__Goal__
Arrange all of the data below as a numbered list, leaving out any blank lines.

* START Task material *

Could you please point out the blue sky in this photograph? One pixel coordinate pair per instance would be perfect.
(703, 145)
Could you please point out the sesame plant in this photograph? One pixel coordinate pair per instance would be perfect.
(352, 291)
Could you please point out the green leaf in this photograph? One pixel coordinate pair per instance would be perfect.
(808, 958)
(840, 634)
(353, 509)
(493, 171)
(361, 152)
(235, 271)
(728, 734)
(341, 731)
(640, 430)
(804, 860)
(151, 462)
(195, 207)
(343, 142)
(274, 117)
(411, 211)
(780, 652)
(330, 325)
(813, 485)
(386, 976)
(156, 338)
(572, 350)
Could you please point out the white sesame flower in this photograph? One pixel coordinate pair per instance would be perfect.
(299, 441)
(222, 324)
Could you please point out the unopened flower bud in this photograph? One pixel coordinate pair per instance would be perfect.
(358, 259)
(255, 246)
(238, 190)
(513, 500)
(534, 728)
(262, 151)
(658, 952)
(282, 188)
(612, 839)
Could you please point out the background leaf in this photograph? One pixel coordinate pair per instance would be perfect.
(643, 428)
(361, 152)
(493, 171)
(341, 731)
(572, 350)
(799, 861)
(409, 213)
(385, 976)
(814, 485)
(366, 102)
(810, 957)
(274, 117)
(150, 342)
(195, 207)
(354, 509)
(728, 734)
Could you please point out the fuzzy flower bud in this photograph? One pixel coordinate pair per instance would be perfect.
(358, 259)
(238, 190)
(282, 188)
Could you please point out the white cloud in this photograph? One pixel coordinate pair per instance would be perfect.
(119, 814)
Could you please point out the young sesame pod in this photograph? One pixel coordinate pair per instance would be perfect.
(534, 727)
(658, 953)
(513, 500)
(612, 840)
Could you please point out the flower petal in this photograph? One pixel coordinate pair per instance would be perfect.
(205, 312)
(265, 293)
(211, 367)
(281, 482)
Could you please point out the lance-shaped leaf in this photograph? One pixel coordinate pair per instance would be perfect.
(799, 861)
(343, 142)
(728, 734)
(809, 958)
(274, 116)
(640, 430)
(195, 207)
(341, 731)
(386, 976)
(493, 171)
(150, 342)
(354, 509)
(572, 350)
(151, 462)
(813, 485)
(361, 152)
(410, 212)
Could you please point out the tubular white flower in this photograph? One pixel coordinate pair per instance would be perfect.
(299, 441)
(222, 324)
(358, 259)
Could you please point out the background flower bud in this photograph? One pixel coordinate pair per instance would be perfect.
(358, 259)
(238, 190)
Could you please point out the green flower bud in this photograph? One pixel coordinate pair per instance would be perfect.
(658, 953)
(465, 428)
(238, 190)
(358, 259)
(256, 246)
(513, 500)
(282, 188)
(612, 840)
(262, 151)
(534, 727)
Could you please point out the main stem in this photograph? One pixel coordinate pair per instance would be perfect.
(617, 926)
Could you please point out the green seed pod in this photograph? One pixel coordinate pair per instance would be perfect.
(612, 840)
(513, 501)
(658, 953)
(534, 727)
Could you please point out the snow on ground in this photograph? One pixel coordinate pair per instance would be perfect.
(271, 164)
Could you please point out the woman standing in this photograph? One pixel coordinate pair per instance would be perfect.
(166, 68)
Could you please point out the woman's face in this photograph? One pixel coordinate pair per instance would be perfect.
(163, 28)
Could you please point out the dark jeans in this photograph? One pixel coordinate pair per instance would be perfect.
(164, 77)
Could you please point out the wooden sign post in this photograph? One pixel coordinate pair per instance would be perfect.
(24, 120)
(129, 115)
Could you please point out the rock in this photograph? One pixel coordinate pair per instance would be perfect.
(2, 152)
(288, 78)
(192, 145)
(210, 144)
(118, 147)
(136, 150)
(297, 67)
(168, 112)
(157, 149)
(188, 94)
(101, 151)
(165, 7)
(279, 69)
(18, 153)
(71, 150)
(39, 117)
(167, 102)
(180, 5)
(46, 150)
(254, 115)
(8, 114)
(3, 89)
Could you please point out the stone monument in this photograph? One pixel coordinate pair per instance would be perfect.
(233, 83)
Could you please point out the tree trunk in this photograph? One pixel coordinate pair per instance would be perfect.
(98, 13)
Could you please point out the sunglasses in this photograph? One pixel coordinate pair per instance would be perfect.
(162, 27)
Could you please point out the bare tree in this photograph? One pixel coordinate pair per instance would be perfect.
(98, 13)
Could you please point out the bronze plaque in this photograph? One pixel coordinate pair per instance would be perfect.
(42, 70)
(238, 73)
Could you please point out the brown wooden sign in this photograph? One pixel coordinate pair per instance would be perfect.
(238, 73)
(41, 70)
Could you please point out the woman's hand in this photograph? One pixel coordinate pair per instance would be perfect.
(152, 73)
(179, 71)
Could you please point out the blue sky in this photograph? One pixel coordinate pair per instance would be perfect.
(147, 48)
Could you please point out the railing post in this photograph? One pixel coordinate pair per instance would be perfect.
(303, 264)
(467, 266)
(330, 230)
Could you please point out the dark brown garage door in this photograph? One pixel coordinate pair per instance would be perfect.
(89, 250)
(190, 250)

* END Task material *

__Answer to this task__
1. Could you please point out the blue sky in this photograph? One pixel coordinate pair per instance would be perfect.
2. (703, 145)
3. Could you please point out the sesame plant in this photograph? One pixel coordinate pair per instance would be perfect.
4. (352, 291)
5. Could you please point out the green leaf in this photograph? One pixel coordinate pair per instance would be perfect.
6. (808, 958)
7. (840, 634)
8. (353, 509)
9. (493, 171)
10. (361, 152)
11. (235, 271)
12. (728, 734)
13. (341, 731)
14. (640, 430)
15. (804, 860)
16. (151, 462)
17. (195, 207)
18. (343, 142)
19. (274, 117)
20. (411, 211)
21. (780, 652)
22. (330, 325)
23. (813, 485)
24. (386, 976)
25. (156, 338)
26. (572, 350)
27. Could you please point out the white sesame flower in this photograph? One pixel coordinate pair per instance would be perfect.
28. (299, 441)
29. (222, 324)
30. Could you please point out the unopened flower bud in this photograph? One pixel coordinate pair per instance would be perfect.
31. (358, 259)
32. (255, 246)
33. (238, 190)
34. (513, 500)
35. (534, 728)
36. (262, 151)
37. (658, 952)
38. (282, 188)
39. (612, 839)
40. Could you please point out the background leaf in this photograph? One pixel coordinate pair per instance would be perfect.
41. (643, 428)
42. (361, 152)
43. (493, 171)
44. (341, 731)
45. (572, 350)
46. (799, 861)
47. (409, 213)
48. (385, 976)
49. (814, 485)
50. (366, 102)
51. (810, 957)
52. (274, 117)
53. (150, 342)
54. (195, 207)
55. (354, 509)
56. (728, 734)
57. Could you please point out the fuzzy flower bud in this photograph? One pixel coordinate pair per instance would be perfect.
58. (358, 259)
59. (238, 190)
60. (282, 188)
61. Could you please point out the white cloud in this photograph? One pixel coordinate pair per instance would be perfect.
62. (119, 814)
63. Could you please point out the young sesame pod in this photograph? One pixel coordinate pair per instance would be perfect.
64. (534, 727)
65. (658, 953)
66. (513, 500)
67. (612, 840)
68. Could you please point out the flower petal in this photograph? One pixel coordinate pair per instance would be perfect.
69. (205, 312)
70. (265, 293)
71. (211, 367)
72. (281, 482)
73. Could you please point out the lance-shaped leaf in this photograph? One pixel coordinate pair per instance would be perfect.
74. (799, 861)
75. (343, 142)
76. (728, 734)
77. (809, 958)
78. (274, 116)
79. (640, 430)
80. (195, 207)
81. (341, 731)
82. (386, 976)
83. (493, 171)
84. (150, 342)
85. (354, 509)
86. (572, 350)
87. (151, 462)
88. (813, 485)
89. (361, 152)
90. (410, 212)
91. Could you please point out the tubular white flower in this photograph? One pixel coordinate pair per instance would be perfect.
92. (299, 441)
93. (222, 324)
94. (358, 259)
95. Could you please point out the background flower bud in this photograph? One pixel coordinate pair per instance would be perfect.
96. (358, 259)
97. (238, 190)
98. Could you please point out the green flower bud in this photograph? One pixel coordinate pair per instance would be perfect.
99. (658, 953)
100. (465, 428)
101. (238, 190)
102. (358, 259)
103. (256, 246)
104. (513, 500)
105. (282, 188)
106. (612, 840)
107. (262, 151)
108. (534, 727)
109. Could you please point out the main stem in this photograph? One pixel coordinate pair per instance would be perfect.
110. (617, 926)
111. Could you please point out the green seed pod in this photograph? One pixel coordinate pair per instance would be perfect.
112. (612, 840)
113. (513, 501)
114. (658, 953)
115. (534, 727)
116. Could you please point out the snow on ground in this photograph? One pixel coordinate pair per instance would be perfect.
117. (271, 164)
118. Could you please point out the woman standing in this photograph? One pixel coordinate pair per instance would be perfect.
119. (166, 68)
120. Could you please point out the woman's face in this photograph? One pixel coordinate pair per instance would be perfect.
121. (163, 28)
122. Could you please point out the dark jeans in this photograph? One pixel coordinate pair per instance would be perfect.
123. (164, 77)
124. Could you please point out the wooden sign post in this photograph? One pixel coordinate pair per instance would be perfect.
125. (24, 120)
126. (129, 115)
127. Could you please point out the rock in this photograph? One pixel coordinate pair per instance would be perfect.
128. (2, 152)
129. (288, 78)
130. (192, 145)
131. (210, 144)
132. (118, 147)
133. (136, 150)
134. (297, 67)
135. (168, 112)
136. (157, 149)
137. (188, 94)
138. (101, 151)
139. (165, 7)
140. (279, 69)
141. (18, 153)
142. (71, 150)
143. (39, 117)
144. (167, 102)
145. (180, 5)
146. (46, 150)
147. (254, 115)
148. (8, 114)
149. (3, 89)
150. Could you please point out the stone monument in this photograph? One pixel coordinate pair per instance would be perfect.
151. (233, 83)
152. Could you please point out the tree trunk in this photograph? One pixel coordinate pair per instance would be perfect.
153. (98, 13)
154. Could you please point out the sunglasses in this photograph? One pixel coordinate pair per instance would be perfect.
155. (162, 27)
156. Could you please point out the bare tree in this photograph? One pixel coordinate pair per instance would be perfect.
157. (98, 13)
158. Could you please point out the bronze plaque in this photograph? One pixel coordinate pair per instance would be perfect.
159. (42, 70)
160. (238, 73)
161. Could you please point out the brown wooden sign in this photograph? One pixel coordinate pair per instance would be perfect.
162. (238, 73)
163. (41, 70)
164. Could you please point out the woman's hand in this photograph? One pixel coordinate pair per instance would be perfect.
165. (152, 73)
166. (179, 71)
167. Could you please point out the blue sky in this photograph? One pixel coordinate pair per instance would be perfect.
168. (147, 48)
169. Could you please point out the railing post in this photograph? One pixel coordinate pair per instance would be perfect.
170. (303, 264)
171. (467, 266)
172. (330, 230)
173. Could you please point out the dark brown garage door in this photograph? One pixel coordinate pair per instance would be perfect.
174. (89, 250)
175. (190, 250)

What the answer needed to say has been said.